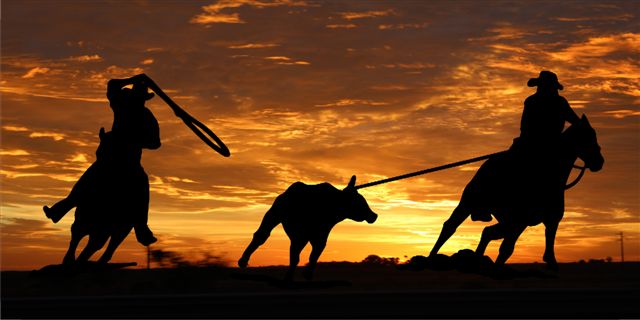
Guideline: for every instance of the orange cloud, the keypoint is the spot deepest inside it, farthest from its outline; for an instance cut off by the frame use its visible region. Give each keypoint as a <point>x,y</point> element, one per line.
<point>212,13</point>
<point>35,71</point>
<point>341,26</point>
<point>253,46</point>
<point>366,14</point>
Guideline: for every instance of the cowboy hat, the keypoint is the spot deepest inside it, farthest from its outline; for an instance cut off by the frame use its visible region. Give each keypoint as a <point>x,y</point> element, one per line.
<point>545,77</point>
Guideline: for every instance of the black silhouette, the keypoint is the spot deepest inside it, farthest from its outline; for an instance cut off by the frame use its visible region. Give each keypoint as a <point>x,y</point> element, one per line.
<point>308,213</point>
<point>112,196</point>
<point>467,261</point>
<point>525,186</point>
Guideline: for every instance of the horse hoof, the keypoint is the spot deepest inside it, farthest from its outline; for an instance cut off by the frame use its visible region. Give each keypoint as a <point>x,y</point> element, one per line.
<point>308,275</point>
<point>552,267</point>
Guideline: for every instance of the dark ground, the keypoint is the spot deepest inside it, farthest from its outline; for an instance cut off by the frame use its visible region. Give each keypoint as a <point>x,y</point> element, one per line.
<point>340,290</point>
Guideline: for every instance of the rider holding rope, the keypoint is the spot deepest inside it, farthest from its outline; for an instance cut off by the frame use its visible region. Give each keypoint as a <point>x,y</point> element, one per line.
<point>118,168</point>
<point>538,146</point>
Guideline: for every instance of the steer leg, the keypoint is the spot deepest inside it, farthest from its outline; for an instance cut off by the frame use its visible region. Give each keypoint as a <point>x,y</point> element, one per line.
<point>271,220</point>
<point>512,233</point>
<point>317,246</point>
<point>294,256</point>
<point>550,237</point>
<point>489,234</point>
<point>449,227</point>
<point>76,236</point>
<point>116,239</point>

----

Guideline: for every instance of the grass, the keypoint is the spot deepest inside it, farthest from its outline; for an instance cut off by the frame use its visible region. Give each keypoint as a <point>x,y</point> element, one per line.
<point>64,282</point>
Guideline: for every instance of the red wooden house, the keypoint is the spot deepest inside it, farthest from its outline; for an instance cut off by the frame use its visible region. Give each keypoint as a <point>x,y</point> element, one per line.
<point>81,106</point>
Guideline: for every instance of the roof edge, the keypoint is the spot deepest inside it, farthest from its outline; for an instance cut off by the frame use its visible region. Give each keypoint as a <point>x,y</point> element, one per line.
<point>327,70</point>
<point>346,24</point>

----

▸ EXERCISE
List every line of the material above that contains the word "edge". Case counts, so match uppercase and lowercase letters exactly.

▸ TASK RESPONSE
Guideline: for every instance of the roof edge, the keypoint is the spot deepest inside it, farthest from its outline; for an instance cut off by the frame use its visible region. Give each keypoint as a <point>x,y</point> element, one per line.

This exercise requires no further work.